Excerpts of location labeling data
# # # # # # #
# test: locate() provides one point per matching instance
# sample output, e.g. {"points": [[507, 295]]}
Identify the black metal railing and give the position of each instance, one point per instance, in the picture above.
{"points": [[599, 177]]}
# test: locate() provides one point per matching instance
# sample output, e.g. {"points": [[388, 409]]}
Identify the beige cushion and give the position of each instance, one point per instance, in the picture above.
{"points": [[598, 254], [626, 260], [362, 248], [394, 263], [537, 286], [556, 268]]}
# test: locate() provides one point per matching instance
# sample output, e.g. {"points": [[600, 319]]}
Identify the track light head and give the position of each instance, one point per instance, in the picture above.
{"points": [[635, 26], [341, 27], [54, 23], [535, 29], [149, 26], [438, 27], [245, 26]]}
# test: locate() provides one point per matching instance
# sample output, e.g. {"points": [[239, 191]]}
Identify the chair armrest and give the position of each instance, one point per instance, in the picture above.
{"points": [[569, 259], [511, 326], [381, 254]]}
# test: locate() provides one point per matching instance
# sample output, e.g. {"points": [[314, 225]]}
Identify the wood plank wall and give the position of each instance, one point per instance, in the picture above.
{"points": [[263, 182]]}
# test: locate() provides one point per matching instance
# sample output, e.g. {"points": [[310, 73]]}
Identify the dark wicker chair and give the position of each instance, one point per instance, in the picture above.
# # # # # # #
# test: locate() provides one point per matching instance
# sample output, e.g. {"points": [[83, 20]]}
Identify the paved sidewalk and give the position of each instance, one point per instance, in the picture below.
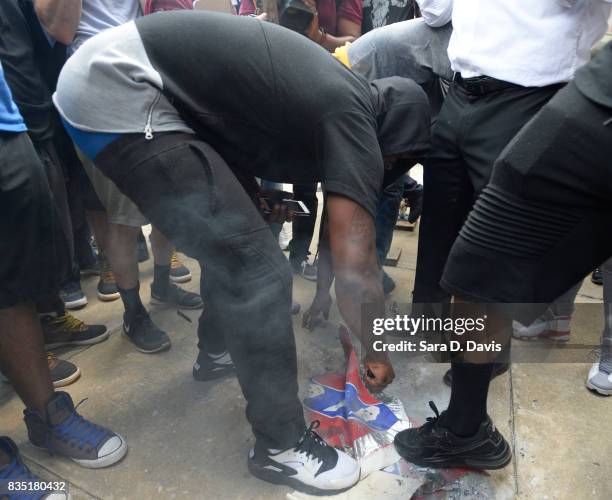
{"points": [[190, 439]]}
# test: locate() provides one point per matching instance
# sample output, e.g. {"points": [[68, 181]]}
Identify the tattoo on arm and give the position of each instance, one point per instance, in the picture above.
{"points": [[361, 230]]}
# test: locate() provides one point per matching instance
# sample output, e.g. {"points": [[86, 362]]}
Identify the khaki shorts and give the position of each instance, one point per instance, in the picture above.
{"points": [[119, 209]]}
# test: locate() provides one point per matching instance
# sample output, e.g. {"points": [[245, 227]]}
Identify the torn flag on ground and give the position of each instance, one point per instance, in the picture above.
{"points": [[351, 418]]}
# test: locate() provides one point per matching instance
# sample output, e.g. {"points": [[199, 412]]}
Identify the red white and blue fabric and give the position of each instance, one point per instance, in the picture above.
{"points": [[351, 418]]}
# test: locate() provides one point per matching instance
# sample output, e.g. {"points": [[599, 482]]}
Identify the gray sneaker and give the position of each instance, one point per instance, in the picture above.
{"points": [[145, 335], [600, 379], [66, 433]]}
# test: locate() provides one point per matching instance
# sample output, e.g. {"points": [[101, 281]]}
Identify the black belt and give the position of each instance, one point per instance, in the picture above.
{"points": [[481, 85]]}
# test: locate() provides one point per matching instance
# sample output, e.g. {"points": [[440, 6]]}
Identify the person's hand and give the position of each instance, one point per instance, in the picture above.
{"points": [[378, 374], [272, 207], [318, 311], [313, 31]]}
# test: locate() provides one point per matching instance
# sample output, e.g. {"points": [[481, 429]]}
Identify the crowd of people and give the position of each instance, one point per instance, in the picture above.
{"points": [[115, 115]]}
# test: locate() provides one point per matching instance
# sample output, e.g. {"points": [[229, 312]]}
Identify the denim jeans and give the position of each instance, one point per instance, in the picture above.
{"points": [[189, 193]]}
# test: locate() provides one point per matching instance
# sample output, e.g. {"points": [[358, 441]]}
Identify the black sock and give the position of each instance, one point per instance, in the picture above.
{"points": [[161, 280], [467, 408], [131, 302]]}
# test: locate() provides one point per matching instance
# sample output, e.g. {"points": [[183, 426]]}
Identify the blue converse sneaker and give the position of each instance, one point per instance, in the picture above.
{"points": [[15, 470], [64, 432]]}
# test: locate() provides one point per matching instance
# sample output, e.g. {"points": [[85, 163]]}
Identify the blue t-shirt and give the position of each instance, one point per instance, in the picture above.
# # # # # # #
■ **Challenge**
Count the lines in the entries above that contain the string "black", and give only that number.

■ **Exercise result**
3